[PROBLEMS AND TASKS]
**1.** In the excerpt on the cheese and cereal food product, why does the applicant recommend mixing the cereal and cheese instead of putting them in separate layers?
**2.** In the excerpt on the cheese and cereal food product, what lipid intake does the WHO recommend, as a percentage of total energy intake?
**3.** Continue the excerpt on the cheese and cereal food product from its last sentence.

(EXCERPTED TEXT Opens)

Moreover, all the contemplated combinations have been made with cereal products already transformed into finished products (bread, biscuits).

The applicant has shown unexpectedly that by wisely selecting cereals having a determined amylose level and by applying a suitable production method, it was possible to obtain a unique composite food product by simply mixing a melted base and a non-transformed cereal in the native condition, either hydrated or not, with an extended shelf life, even out of the cold chain.

The amylose level is important for three reasons: 1) it exerts an action on the texture of the finished product: the lower the amylose level, the smoother is the texture; 2) it influences stability over time: the lower the amylose level, the more the product keeps its firmness (less variability of the penetrometry level); a low amylose level leads to low syneresis due to less downgrading of starch.

The applicant moreover showed that the mixture is recommended since the juxtaposition of a cereal layer and of a cheese layer causes softening of the cereal which may be deleterious as regards taste and texture.

The invention relates to a food product nutritionally balanced with macronutrients consisting of a homogeneous mixture of melted cheese and of at least one cereal in which the cereal portion represents up to 60% of the mixture (expressed as hydrated cooked cereal) or up to 15% of the mixture expressed by dry cereal weight.

Within the scope of the invention, the cereal preferentially has an amylose content of less than 20%, still preferentially less than 10%.

The cheese product according to the invention has a dry weight content 50%, more specially comprised between 30 and 40%, and it provides all the macronutrients required for human nutrition, proteins, lipids and carbohydrates in a ratio close to the nutritional intakes recommended by the WHO (World Health Organization). The nutritional intakes of macronutrients recommended by the WHO are (expressed as a % of the total energy intake):

• • protein intake: 12%;
  • lipid intake: 33%;
  • carbohydrate intake including complex carbohydrates: 55%

The cheese product according to the invention, if it may be considered as a food with good nutritional value, cannot be considered as a whole food since it only forms a portion of the food diet.

It is advantageously presented in a practical package, preferentially in the form of consumption dose units (<50 g).

(EXCERPTED TEXT Closes)
(EXERCISE DATA Opens)

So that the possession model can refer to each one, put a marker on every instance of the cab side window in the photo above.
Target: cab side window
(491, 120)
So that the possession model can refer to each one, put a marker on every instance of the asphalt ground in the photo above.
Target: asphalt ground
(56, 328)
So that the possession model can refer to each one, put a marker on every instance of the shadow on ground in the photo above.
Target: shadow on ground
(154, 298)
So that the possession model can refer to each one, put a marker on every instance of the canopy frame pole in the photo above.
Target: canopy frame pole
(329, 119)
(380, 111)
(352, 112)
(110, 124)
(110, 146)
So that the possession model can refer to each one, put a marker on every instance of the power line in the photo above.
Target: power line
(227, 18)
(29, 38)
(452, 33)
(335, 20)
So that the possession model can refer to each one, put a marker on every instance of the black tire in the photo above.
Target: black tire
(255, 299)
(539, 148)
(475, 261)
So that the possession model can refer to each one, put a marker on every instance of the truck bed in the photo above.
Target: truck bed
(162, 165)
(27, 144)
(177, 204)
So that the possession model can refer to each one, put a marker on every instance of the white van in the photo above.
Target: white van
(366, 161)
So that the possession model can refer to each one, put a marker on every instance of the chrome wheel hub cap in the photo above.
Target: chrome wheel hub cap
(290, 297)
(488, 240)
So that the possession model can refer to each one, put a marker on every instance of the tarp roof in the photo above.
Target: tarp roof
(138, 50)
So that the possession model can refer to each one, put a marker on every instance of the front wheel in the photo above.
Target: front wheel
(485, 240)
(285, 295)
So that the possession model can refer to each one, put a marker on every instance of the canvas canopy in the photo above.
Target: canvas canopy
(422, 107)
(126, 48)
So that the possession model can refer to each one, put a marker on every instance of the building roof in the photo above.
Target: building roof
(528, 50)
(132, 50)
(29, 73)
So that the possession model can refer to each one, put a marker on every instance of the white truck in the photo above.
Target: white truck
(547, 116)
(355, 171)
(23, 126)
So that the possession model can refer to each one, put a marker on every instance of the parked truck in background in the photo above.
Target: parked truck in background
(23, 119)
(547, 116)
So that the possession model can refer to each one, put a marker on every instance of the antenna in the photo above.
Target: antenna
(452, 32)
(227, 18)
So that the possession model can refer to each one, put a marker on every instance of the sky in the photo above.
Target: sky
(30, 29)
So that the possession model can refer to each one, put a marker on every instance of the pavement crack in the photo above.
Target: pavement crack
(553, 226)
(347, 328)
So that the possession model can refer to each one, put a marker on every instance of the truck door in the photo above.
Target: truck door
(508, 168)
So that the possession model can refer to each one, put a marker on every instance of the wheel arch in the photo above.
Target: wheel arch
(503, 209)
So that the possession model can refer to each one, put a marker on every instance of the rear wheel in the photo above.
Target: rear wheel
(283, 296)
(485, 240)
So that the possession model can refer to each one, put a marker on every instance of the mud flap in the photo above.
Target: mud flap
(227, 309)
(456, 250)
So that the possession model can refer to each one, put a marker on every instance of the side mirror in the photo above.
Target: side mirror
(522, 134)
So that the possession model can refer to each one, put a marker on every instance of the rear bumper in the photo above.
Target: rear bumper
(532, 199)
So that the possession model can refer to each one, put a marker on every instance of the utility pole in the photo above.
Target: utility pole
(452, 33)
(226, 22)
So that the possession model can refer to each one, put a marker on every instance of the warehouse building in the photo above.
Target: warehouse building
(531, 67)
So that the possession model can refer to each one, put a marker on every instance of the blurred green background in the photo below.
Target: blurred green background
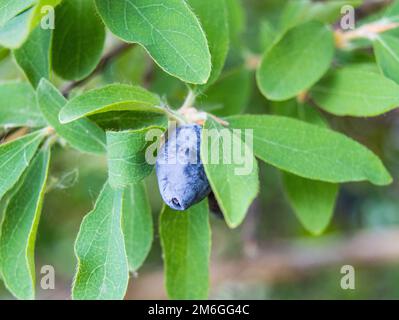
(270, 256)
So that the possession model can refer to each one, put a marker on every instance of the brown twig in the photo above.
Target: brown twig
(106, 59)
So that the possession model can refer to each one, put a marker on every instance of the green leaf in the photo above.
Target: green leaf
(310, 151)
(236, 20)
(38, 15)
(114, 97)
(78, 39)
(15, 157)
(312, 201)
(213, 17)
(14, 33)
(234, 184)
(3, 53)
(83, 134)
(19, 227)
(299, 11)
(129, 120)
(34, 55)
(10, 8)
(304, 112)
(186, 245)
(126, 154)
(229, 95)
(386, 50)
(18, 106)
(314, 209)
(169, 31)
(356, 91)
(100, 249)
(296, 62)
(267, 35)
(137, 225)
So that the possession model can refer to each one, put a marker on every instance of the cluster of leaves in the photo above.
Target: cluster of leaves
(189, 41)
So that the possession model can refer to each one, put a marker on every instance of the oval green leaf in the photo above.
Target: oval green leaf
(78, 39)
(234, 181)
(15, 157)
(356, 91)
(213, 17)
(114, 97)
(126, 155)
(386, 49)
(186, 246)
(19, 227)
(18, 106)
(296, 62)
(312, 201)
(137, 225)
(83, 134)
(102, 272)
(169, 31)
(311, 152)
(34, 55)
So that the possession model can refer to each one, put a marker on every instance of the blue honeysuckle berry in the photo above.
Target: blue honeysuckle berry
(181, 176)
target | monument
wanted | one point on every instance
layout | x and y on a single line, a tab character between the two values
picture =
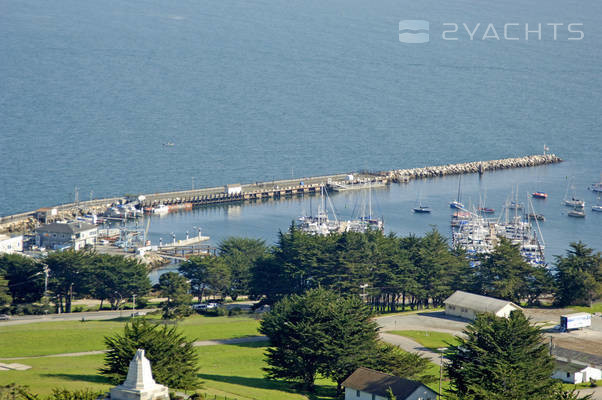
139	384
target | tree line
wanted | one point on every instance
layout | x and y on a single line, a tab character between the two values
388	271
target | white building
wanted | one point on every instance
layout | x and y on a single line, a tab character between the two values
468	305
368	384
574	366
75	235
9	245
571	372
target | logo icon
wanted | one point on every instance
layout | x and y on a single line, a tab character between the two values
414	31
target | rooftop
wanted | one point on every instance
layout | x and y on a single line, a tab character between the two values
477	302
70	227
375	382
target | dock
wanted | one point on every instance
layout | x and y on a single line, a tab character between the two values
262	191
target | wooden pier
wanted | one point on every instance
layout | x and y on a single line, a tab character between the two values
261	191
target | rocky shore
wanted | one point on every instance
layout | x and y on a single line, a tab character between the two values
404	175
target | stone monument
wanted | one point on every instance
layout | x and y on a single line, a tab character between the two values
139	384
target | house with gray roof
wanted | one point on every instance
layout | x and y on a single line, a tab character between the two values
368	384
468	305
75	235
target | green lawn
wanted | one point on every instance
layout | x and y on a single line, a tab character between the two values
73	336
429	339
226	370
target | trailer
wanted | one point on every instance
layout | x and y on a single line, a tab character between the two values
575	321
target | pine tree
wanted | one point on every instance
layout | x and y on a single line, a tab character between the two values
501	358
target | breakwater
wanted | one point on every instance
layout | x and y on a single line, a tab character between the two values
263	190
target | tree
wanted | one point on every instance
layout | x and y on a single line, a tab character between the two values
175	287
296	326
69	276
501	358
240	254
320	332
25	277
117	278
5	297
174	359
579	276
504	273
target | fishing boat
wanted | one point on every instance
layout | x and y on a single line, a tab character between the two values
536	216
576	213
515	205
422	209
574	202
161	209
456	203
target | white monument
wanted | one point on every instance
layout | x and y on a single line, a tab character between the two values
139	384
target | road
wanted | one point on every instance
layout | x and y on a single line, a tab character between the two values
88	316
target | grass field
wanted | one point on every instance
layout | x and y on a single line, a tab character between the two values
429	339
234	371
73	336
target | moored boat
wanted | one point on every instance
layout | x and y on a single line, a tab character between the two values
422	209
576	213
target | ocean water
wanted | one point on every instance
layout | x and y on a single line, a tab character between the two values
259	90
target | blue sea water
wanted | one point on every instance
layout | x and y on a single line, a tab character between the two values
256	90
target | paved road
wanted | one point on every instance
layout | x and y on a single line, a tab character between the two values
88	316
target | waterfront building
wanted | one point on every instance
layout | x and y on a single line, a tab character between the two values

(EXERCISE DATA Closes)
(EXERCISE DATA Opens)

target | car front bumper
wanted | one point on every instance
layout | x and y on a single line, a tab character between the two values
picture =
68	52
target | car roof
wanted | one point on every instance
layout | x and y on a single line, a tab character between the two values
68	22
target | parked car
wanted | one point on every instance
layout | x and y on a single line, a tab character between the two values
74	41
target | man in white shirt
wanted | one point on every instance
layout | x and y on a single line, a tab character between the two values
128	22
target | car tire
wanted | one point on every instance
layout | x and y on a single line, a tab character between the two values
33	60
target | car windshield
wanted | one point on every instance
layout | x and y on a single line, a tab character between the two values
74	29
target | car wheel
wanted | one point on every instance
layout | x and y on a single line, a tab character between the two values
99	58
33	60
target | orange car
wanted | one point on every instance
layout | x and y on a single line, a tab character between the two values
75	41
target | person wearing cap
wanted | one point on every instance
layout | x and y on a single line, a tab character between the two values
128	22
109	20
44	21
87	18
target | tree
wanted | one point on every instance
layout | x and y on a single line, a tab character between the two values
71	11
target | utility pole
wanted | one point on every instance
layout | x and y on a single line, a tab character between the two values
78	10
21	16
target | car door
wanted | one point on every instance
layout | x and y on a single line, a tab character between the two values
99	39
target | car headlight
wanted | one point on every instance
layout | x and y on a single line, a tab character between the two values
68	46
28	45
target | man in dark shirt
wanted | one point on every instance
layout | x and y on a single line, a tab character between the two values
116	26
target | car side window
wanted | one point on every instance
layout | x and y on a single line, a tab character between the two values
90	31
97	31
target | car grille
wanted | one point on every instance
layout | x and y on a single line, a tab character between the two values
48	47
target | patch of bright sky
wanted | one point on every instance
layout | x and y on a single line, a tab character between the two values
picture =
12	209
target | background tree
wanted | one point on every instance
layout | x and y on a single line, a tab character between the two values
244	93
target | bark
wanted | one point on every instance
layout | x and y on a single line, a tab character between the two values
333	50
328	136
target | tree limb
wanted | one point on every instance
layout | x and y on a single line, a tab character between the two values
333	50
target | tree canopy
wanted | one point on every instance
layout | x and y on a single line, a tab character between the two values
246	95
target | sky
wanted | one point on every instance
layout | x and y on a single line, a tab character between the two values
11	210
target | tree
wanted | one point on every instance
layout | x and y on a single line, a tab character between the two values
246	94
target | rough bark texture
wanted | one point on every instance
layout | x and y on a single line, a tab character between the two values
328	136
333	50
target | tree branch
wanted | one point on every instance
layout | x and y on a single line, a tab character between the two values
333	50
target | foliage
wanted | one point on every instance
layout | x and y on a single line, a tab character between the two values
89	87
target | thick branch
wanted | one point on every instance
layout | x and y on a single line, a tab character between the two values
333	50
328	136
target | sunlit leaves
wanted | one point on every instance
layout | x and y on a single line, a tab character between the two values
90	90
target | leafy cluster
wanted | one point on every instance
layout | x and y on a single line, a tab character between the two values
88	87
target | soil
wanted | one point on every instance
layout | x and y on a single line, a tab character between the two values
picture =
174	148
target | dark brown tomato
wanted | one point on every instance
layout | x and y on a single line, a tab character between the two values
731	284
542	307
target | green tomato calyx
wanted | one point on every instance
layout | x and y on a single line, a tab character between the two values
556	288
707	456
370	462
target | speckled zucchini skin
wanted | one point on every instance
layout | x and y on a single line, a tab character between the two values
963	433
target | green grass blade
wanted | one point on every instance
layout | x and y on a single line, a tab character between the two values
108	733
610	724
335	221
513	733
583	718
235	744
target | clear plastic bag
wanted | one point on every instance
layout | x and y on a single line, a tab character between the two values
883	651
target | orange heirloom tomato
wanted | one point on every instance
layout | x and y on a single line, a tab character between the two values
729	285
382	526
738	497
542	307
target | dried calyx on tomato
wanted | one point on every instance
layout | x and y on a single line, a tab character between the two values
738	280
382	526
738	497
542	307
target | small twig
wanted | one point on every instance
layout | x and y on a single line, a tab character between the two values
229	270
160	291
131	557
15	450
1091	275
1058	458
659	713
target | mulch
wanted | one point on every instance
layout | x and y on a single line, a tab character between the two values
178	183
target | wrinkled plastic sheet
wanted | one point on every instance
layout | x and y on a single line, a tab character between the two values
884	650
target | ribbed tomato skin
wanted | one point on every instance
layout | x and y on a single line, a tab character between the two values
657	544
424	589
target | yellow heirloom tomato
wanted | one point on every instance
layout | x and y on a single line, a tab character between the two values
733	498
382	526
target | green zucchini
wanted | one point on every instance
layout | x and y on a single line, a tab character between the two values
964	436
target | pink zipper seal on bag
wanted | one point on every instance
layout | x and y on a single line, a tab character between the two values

(EXERCISE DATA Closes)

[OUTPUTS FOR THE TASKS]
**1.** Placing a cereal layer next to a cheese layer makes the cereal go soft, which can harm the taste and texture.

**2.** 33%.

**3.**
The shelf life of the product may attain 4 months at room temperature and a fortiori at a temperature of less than 15° C. where it may may attain 8 months.

The invention also relates to a method for producing said product.

International patent applications WO 2007/049981 and WO 2008/054232 have described the production of a cheese product which involves the use of a flour ingredient, in particular based on cereals and tubers, and more particularly on rice, up to a level of 10% in formulations for melted cheeses. The ingredient is incorporated in the form of native starch and/or flour. Application WO 2007/049981 discloses that the rice flour ingredient has an amylopectin level of less than 90%. The goal is to use this starch or this flour in order to partly replace the protein portion of the formulations (casein) in order to obtain sufficiently firm products so as to be sliced, grated, crunched, and easily detachable slices from the package (plastic film). Rice starch and/or flour are used for technological purposes and not with the purpose of providing the consumer with a product of good nutritional quality.

The methods described in these patent applications have several drawbacks:

• • they only use rice in the form of flour. Now, the applicant by tests in a pilot workshop has shown that the incorporation of rice in the form of flour may give the finished product, depending on the types of flour, a floury texture and flour aftertastes which are estimated to be redhibitory for the organoleptic properties of the finished product, which led the applicant to suppress the use of flour as a raw material in his/her formulations. Further, the flours often have low sanitary quality whether this be from the microbiological point of view or from the presence of residues, which is not without any impact on the quality of the final product, notably on its preservation, all the more so if lower heat treatment temperatures are used; —the maximum heat treatment temperatures are limited to 100° C. for the method disclosed by the application WO 2008/054232 and to 85° C. for the method disclosed by the application WO 2007/049981, which is limiting for the shelf life;
  • rice flour is more expensive than grain rice.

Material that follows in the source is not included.